» Aim of the exercise: Only the pictures are omitted; repeat all other data exactly.

--- START Exercise data ---

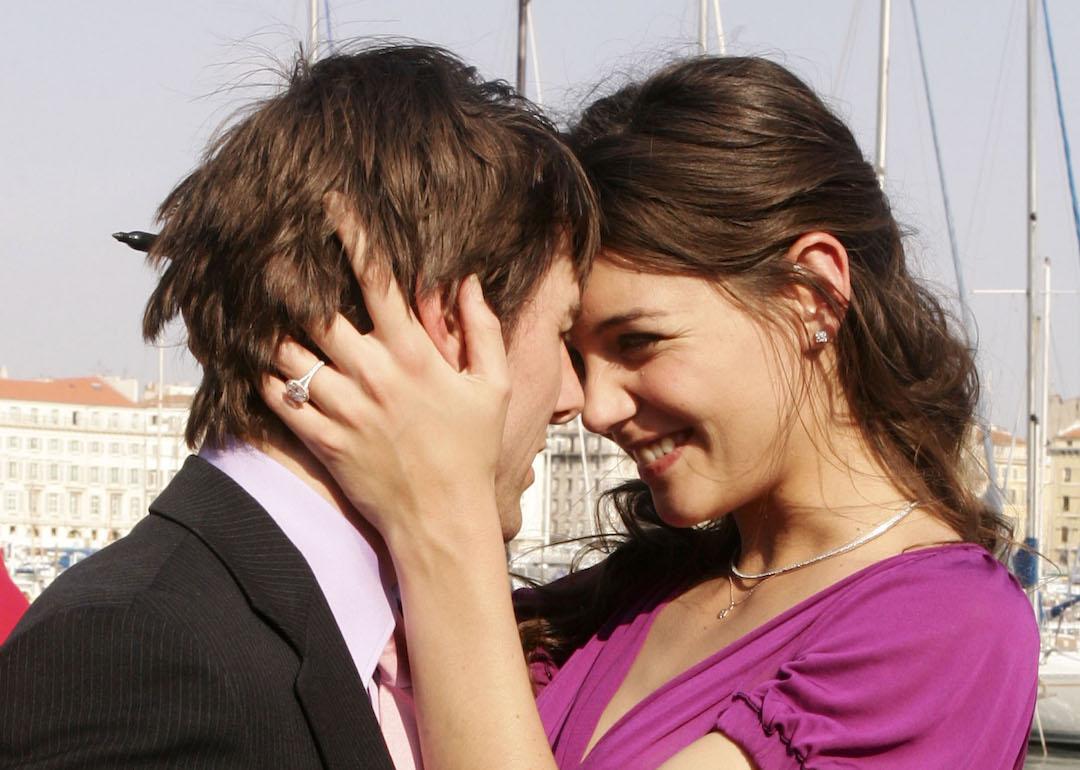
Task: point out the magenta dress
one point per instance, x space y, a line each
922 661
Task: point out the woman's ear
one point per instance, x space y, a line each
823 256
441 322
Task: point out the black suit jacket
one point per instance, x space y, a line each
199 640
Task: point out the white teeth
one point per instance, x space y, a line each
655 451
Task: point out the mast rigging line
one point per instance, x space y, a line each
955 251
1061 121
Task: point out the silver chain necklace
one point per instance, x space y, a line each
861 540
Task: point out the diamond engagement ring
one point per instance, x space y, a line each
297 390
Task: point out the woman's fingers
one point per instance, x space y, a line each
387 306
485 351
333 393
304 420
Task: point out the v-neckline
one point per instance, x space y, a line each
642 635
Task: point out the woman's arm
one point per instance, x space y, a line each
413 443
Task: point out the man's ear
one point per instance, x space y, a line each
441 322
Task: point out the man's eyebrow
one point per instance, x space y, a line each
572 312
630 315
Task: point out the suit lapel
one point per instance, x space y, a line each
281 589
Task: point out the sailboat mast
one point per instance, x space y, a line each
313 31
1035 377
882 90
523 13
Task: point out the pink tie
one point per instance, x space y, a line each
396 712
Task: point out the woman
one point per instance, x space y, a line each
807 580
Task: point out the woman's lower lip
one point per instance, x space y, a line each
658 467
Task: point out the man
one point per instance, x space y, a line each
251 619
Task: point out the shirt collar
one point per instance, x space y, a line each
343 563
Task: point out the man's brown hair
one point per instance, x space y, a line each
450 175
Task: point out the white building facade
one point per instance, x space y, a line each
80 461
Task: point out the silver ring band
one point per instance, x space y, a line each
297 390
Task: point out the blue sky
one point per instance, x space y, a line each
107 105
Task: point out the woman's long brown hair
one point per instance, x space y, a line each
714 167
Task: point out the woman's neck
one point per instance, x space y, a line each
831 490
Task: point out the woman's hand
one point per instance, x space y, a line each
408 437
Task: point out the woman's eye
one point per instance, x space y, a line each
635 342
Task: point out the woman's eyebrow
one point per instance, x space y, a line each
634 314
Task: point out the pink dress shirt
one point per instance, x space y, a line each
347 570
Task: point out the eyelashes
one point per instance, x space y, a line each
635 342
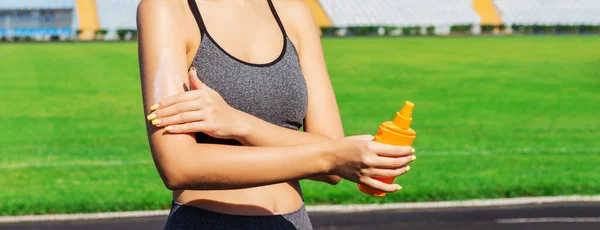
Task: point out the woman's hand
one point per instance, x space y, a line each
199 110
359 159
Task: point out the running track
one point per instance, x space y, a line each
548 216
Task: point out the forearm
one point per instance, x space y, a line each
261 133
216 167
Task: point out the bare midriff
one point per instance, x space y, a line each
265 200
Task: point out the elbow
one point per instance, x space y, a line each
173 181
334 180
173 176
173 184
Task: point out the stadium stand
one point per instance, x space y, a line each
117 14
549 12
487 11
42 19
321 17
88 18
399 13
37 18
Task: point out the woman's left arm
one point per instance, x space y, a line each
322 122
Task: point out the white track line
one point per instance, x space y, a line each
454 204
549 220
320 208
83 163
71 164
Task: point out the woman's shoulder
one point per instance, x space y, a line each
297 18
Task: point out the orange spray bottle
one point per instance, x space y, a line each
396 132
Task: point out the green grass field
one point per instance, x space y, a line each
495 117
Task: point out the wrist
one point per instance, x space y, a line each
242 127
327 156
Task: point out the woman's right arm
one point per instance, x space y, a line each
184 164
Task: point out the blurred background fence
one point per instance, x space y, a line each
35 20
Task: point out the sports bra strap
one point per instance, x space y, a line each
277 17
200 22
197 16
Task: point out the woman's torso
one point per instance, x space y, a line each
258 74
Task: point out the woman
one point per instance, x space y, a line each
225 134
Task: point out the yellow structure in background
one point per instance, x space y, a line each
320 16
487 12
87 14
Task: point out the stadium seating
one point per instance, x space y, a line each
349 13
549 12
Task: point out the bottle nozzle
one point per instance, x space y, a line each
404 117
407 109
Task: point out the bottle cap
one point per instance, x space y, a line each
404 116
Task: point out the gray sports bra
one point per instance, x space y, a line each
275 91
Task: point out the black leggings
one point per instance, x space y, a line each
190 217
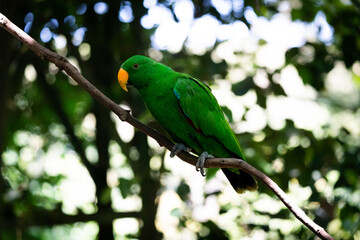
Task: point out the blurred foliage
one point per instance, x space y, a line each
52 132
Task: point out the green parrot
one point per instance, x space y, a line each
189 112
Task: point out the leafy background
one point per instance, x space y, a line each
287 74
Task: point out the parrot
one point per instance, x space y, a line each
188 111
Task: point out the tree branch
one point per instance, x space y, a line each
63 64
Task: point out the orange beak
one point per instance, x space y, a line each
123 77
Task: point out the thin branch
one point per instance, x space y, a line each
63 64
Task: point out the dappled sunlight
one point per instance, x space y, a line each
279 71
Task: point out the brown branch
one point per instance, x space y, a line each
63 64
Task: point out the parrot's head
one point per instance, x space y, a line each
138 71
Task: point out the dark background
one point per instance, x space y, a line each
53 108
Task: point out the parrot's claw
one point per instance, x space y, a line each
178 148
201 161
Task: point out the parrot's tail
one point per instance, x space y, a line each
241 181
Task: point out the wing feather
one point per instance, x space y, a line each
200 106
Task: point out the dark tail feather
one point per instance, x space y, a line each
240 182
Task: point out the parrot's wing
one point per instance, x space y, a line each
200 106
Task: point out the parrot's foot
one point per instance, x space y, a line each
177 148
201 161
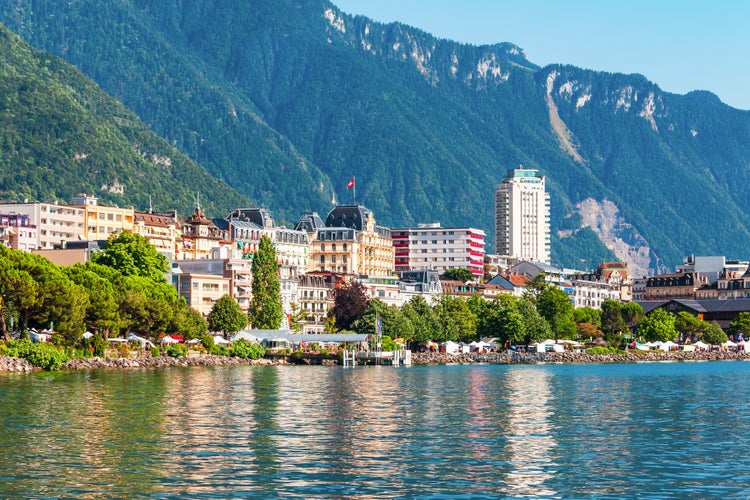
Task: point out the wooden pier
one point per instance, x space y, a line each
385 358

--- END Exercise data ---

» Written answer:
Task: point out the magenta dress
one point per instance, x space y, a line each
922 661
Task: point out the woman's ear
one point per instance, x space y, a line each
823 256
441 322
Task: point out the black suit jacket
one point per instance, x space y, a line each
199 640
Task: point out the white teeth
one point per instance, x space y, a line each
655 451
Task: point out the mast rigging line
one point per instance, x space y, a line each
955 251
1061 121
Task: point out the silver chain necklace
one point per instance, x space y, a line each
861 540
Task: point out the diamond engagement ring
one point per instance, x space y, a line each
297 390
Task: point out the woman's fingers
one point per instance, x space y, a line each
387 306
485 351
333 393
304 420
Task: point out the v-neckline
one point per instance, x space y, a line each
642 635
Task: point out the woman's arm
one point per instance, x space y, a line each
413 443
Task: point out the man's ear
one point per instance, x space y, a line each
441 322
Task: point out the man's eyebrow
one point per instance, x space y, a line each
572 312
630 315
Task: point out the suit lapel
one point per instance, x space y, a line each
281 589
Task: point out the sailboat mast
one point per instance, x space y, a line each
313 31
1035 377
882 90
523 13
Task: point out the pink tie
one point per instance, x space y, a line each
396 712
Task: point out the woman
one point per instance, x space y, a line each
807 580
Task: point out the woman's lower lip
one point per instance, x space y, a line each
658 467
Task: point out the man
one point per instance, x space y, a line each
251 619
Task: point out the shirt collar
one point per instance, x space y, a line each
343 563
Task: point out the man's brown hair
one point per instance, x space y, a line each
450 175
Task: point out the white building facade
one point per instance, x space y, a line each
80 461
Task: point out the silver ring band
one point per instance, x space y, a line each
297 390
Task: point out the blue sky
one point per instance, x space y, a line each
107 105
Task: point out the woman's long brown hair
one point per instance, x space y, a line each
714 167
Task: point out the woman's neck
one point per instance, x space y, a line each
831 490
Task: point out the woman's hand
one point per instance, x space y, a line each
408 437
Task: point out the woman's eye
one point per instance, x space y, a line each
635 342
Task: point out the woman's eyebrow
one point per instance, x space y, a line each
634 314
Task: point out the pink dress shirt
one point per instance, x space y, a line each
347 570
Task: point out the eyelashes
one point per instance, x space y, a line each
635 342
Task: point out the woman's hand
one point per instance, x space y, a line each
199 110
359 159
Task: point out the running track
one point per instance, x space y, a line each
548 216
Task: point out the forearm
one point per instance, x space y, a line each
261 133
216 167
Task: point out the bare midriff
one point per instance, x space y, a line each
265 200
Task: point out the elbow
one point per instance, x space y, a line each
173 181
334 180
173 176
173 184
Task: point out the stadium stand
one point per instance, x space y, a line each
117 14
549 12
487 11
42 19
321 17
88 18
399 13
37 18
Task: point out the woman's left arm
one point per instance, x space y, a line each
322 122
Task: point out the white track line
one point per instance, x space y, a line each
454 204
549 220
320 208
83 163
71 164
Task: point out the woman's shoulder
one point per instance, x space y, a line each
297 18
Task: point out the orange spray bottle
one point per instance, x space y, a line each
396 132
Task: point out the green grass field
one point per instance, x space y, a line each
495 117
Task: point out the wrist
one point per instance, x space y, a line each
242 127
327 156
Task: point out the woman's right arm
one point per instance, x space y, a line each
184 164
Task: point out the blurred background fence
one point per instance, x space y, a line each
35 20
Task: point out the sports bra strap
one point per instance, x space y, a line each
277 17
200 22
197 16
Task: point out the woman's torso
one point per instance, x space y, a line each
258 74
Task: point out the woman
one point per instance, x space y, a line each
225 134
Task: point out the yellow structure in background
one point per instance, x space y, a line each
320 16
487 12
87 14
Task: point out the stadium seating
one point per instance, x space y, a line each
349 13
549 12
Task: point out the bottle nozzle
one point per instance, x space y, a line each
404 117
407 109
Task: point out the bottle cap
one point per instance, x space y, a line each
404 116
Task: point out the gray sports bra
one point per instance, x space y, a line each
275 91
Task: point out the black leggings
one point per instance, x space y, a line each
190 217
Task: point out the blurred foliage
one point per instance, x space y, a line each
52 132
Task: point out the green parrot
one point per instance, x space y, a line each
189 112
Task: point out the leafy background
one point per instance, x space y, a line each
287 74
Task: point out the parrot
one point per instance, x space y, a line each
188 111
Task: point out the tree branch
one point per instance, x space y, a line each
63 64
Task: point out the orange beak
one point per instance, x space y, a line each
123 77
Task: point out the thin branch
one point per instance, x space y, a line each
63 64
Task: point out the dappled sunlight
one point per instance, x space y, a line each
279 71
Task: point out the brown branch
one point per instance, x space y, a line each
63 64
Task: point out the parrot's head
one point per instance, x space y, a line each
138 71
Task: point out the dark background
one point per instance, x space y, a line each
53 108
Task: point out the parrot's claw
one point per instance, x space y, a line each
178 148
201 161
Task: point out the parrot's tail
one point per instance, x space y, a line each
241 181
Task: point out the wing feather
one point per instance, x space y, a line each
200 106
Task: point out the dark tail feather
one point per instance, x space y, a line each
240 182
Task: point out the parrot's wing
one point per instance, x space y, a line each
200 106
Task: point out the parrot's foot
one point per instance, x space y, a line each
177 148
201 161
Task: point out the wooden pier
one point per instance, x space y, a line each
385 358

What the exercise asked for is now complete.